* Work task *
Starting at the line that holds "Target: wooden cutting board" and stopping at the line that holds "Target: crown molding on cabinet", restate the records below word for word, with both of those lines included.

Data records
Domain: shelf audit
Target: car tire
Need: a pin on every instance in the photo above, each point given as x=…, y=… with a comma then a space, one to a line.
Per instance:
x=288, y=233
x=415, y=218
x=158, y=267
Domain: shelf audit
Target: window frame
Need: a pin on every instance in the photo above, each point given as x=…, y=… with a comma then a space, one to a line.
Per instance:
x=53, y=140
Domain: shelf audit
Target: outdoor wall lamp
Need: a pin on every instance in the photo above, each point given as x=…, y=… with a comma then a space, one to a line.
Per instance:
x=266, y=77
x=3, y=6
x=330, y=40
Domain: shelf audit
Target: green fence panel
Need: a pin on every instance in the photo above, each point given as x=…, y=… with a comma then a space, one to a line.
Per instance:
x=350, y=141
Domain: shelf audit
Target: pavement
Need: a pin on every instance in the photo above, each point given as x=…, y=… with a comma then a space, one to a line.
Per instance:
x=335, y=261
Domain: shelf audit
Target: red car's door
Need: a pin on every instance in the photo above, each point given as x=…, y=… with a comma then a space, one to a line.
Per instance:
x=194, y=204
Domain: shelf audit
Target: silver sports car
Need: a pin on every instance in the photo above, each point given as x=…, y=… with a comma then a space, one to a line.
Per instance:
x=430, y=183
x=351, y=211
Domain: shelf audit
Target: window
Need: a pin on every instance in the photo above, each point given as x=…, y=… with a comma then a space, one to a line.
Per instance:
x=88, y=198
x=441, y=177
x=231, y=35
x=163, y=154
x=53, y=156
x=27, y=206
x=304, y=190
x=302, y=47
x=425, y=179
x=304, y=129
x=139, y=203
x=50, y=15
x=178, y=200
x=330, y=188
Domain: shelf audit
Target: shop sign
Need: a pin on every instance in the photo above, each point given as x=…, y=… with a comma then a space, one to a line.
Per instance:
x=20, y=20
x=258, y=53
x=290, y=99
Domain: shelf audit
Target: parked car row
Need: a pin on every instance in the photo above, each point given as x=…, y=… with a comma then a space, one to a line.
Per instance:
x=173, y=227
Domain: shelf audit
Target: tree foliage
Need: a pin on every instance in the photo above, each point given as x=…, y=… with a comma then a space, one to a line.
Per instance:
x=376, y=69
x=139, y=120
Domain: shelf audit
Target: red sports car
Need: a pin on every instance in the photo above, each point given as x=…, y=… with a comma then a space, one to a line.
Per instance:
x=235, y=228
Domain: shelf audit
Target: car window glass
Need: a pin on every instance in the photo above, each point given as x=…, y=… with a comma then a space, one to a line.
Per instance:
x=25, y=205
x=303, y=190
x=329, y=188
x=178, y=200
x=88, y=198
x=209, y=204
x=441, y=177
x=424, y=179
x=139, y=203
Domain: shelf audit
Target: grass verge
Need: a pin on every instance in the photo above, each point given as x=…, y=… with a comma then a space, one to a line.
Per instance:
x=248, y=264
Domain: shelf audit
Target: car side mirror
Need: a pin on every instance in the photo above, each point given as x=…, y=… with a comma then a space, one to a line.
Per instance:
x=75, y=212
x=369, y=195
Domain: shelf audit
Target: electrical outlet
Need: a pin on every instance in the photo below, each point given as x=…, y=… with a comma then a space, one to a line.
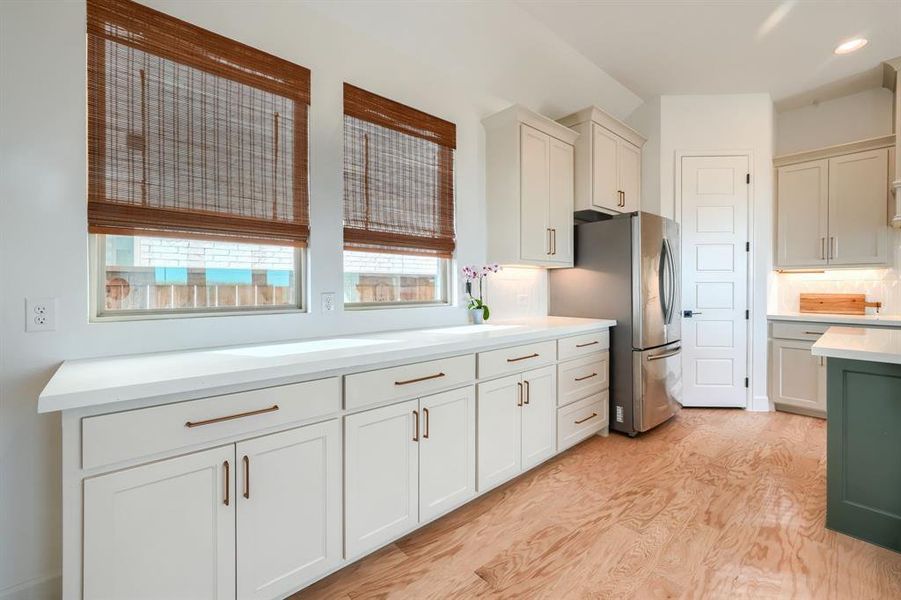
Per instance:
x=40, y=314
x=328, y=301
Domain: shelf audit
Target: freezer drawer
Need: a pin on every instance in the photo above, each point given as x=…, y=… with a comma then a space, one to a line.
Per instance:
x=657, y=385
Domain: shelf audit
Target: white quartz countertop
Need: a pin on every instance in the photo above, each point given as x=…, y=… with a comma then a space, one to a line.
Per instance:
x=877, y=320
x=172, y=376
x=873, y=344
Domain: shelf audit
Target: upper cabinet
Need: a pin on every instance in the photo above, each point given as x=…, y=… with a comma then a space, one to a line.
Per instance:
x=833, y=210
x=608, y=162
x=529, y=189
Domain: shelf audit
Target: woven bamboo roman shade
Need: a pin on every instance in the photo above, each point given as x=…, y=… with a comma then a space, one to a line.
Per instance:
x=398, y=177
x=191, y=134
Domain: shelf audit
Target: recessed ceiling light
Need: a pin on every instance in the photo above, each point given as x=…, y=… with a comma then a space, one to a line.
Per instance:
x=850, y=46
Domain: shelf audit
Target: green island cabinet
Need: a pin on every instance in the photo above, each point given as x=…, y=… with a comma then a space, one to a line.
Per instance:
x=864, y=450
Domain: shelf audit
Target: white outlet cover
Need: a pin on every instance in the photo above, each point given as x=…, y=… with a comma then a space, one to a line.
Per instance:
x=40, y=314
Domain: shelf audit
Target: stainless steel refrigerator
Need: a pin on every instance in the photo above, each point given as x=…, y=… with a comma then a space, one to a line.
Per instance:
x=627, y=268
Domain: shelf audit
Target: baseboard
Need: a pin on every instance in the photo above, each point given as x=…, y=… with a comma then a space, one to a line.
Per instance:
x=760, y=404
x=44, y=588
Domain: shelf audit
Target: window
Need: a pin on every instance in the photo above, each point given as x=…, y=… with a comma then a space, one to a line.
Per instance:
x=398, y=202
x=197, y=166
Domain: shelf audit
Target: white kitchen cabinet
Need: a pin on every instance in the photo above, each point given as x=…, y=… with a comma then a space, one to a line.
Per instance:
x=858, y=228
x=381, y=475
x=539, y=416
x=447, y=451
x=529, y=188
x=798, y=377
x=517, y=424
x=288, y=509
x=832, y=211
x=162, y=530
x=607, y=162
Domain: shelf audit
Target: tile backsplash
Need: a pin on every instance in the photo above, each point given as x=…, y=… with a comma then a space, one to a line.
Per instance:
x=882, y=285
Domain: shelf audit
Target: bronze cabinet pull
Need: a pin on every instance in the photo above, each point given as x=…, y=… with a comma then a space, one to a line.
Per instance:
x=246, y=476
x=227, y=483
x=418, y=379
x=249, y=413
x=519, y=358
x=580, y=421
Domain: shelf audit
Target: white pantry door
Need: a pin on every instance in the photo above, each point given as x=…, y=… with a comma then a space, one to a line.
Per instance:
x=714, y=217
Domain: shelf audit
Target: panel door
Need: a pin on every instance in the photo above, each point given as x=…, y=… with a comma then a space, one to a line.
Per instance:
x=858, y=228
x=715, y=280
x=289, y=509
x=447, y=451
x=605, y=169
x=499, y=431
x=802, y=214
x=163, y=530
x=539, y=416
x=560, y=210
x=797, y=375
x=630, y=176
x=535, y=234
x=381, y=476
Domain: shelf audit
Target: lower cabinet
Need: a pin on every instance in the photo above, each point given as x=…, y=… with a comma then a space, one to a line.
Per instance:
x=798, y=377
x=407, y=463
x=178, y=528
x=517, y=424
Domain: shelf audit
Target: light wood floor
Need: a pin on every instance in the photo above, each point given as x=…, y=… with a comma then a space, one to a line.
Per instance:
x=717, y=503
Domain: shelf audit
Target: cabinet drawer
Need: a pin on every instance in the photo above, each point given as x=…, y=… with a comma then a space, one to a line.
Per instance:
x=581, y=420
x=799, y=331
x=582, y=345
x=516, y=359
x=407, y=381
x=108, y=439
x=582, y=377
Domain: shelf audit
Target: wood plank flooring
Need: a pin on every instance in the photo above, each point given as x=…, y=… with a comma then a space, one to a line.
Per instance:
x=717, y=503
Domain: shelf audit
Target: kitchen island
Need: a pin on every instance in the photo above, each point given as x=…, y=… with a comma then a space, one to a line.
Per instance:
x=864, y=432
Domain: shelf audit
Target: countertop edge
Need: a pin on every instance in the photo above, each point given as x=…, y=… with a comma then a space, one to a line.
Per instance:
x=176, y=390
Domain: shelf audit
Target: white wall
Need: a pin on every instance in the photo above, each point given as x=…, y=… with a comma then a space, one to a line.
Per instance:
x=712, y=123
x=858, y=116
x=43, y=234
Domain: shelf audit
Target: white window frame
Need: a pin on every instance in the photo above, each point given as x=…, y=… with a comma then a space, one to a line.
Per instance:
x=445, y=278
x=97, y=254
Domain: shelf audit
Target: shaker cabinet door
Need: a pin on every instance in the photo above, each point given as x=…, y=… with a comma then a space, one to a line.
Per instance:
x=163, y=530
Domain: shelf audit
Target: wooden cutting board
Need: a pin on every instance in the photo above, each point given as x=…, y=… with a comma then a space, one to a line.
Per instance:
x=839, y=304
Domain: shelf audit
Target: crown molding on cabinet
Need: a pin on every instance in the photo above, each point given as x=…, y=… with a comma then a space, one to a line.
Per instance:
x=605, y=120
x=521, y=114
x=886, y=141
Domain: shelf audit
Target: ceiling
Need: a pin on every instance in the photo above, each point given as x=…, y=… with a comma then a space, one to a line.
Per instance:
x=717, y=46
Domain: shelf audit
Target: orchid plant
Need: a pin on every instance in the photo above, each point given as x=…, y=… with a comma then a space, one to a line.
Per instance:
x=471, y=274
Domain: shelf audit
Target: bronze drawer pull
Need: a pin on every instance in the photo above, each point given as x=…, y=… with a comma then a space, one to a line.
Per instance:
x=249, y=413
x=593, y=415
x=418, y=379
x=246, y=476
x=227, y=483
x=533, y=355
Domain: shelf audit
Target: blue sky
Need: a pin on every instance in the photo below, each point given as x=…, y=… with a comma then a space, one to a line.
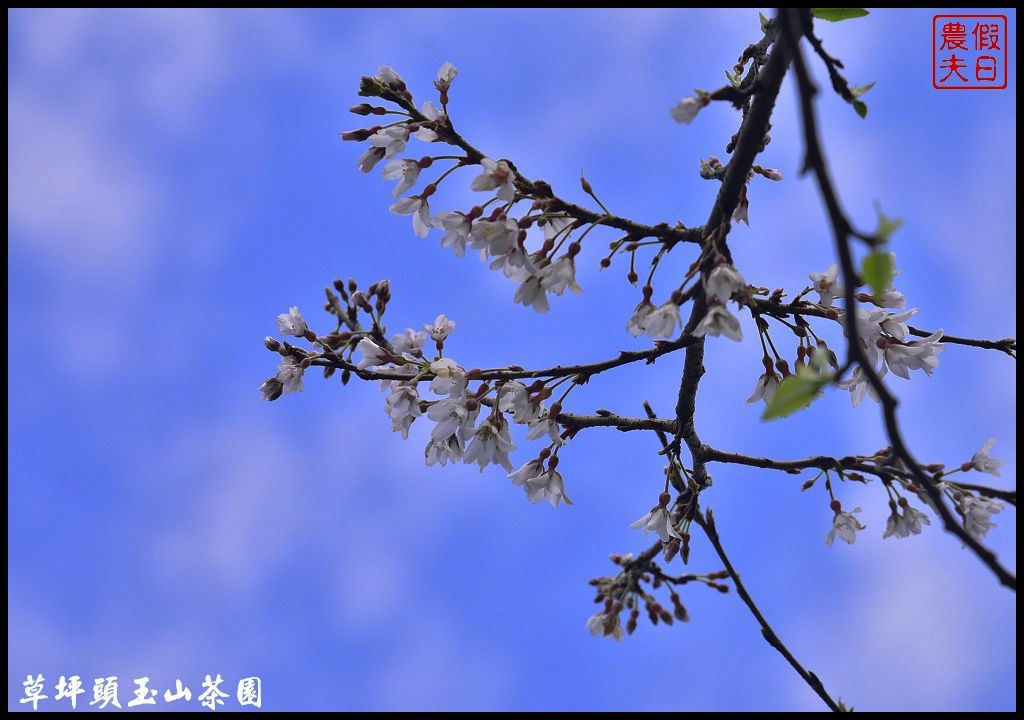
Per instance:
x=175, y=180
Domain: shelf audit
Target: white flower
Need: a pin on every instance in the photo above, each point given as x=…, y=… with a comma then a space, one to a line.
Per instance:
x=432, y=114
x=910, y=522
x=560, y=274
x=921, y=354
x=492, y=443
x=457, y=228
x=516, y=265
x=658, y=520
x=891, y=298
x=373, y=354
x=687, y=109
x=403, y=170
x=409, y=341
x=540, y=483
x=544, y=424
x=554, y=224
x=719, y=321
x=638, y=321
x=419, y=208
x=402, y=406
x=913, y=518
x=498, y=175
x=983, y=463
x=494, y=238
x=368, y=161
x=722, y=283
x=530, y=294
x=453, y=415
x=977, y=513
x=290, y=374
x=826, y=285
x=450, y=379
x=662, y=322
x=390, y=139
x=445, y=75
x=292, y=323
x=441, y=328
x=859, y=387
x=444, y=451
x=512, y=397
x=605, y=625
x=846, y=525
x=765, y=389
x=895, y=324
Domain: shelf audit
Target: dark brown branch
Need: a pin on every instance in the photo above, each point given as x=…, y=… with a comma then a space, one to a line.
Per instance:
x=671, y=235
x=820, y=462
x=1009, y=496
x=780, y=309
x=796, y=24
x=708, y=525
x=662, y=347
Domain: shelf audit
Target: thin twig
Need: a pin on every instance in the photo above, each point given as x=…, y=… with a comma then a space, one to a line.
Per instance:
x=708, y=525
x=796, y=24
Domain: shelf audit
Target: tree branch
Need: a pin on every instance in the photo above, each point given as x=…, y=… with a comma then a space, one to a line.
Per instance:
x=708, y=525
x=795, y=25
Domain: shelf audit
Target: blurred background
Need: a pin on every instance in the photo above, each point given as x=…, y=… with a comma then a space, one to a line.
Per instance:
x=175, y=180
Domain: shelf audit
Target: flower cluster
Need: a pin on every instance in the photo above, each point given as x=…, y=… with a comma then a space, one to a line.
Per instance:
x=471, y=418
x=491, y=227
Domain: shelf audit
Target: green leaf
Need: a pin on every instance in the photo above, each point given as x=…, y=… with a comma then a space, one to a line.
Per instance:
x=859, y=90
x=835, y=14
x=877, y=270
x=795, y=393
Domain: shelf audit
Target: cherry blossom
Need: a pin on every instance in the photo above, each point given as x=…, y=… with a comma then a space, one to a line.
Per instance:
x=718, y=321
x=391, y=139
x=845, y=525
x=419, y=208
x=982, y=462
x=765, y=388
x=722, y=283
x=826, y=285
x=292, y=323
x=687, y=109
x=373, y=354
x=402, y=406
x=977, y=514
x=290, y=375
x=496, y=175
x=658, y=520
x=540, y=483
x=441, y=328
x=457, y=228
x=491, y=443
x=403, y=170
x=663, y=321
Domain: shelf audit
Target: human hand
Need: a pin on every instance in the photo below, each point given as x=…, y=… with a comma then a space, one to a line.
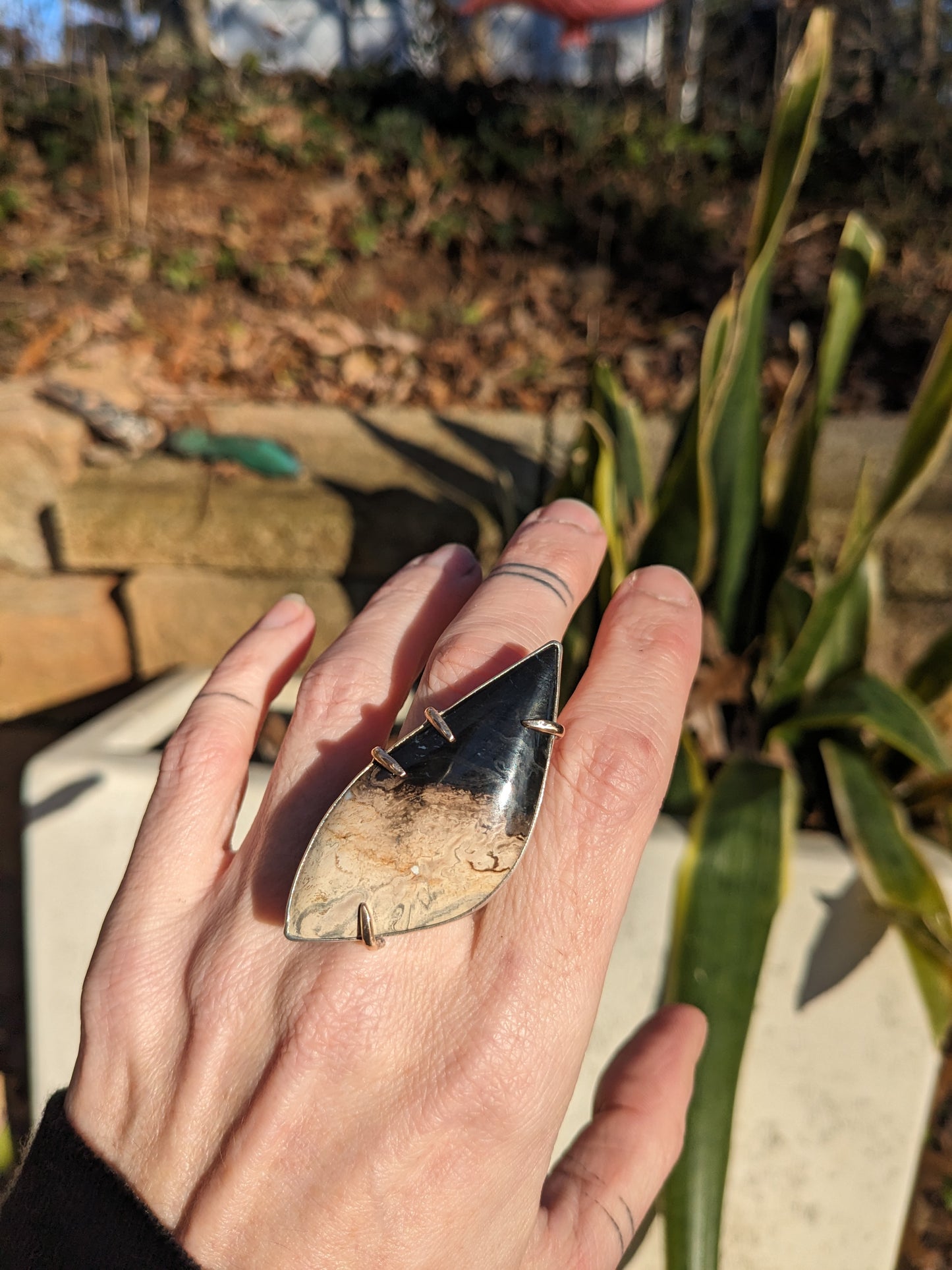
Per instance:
x=278, y=1103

* Exercise solution *
Target: wooden cutting board
Need: a pin on every instance in the photo above, each point given as x=…, y=… with a comma then a space, one to a line.
Per instance:
x=839, y=304
Domain: shelf audit
Target: crown molding on cabinet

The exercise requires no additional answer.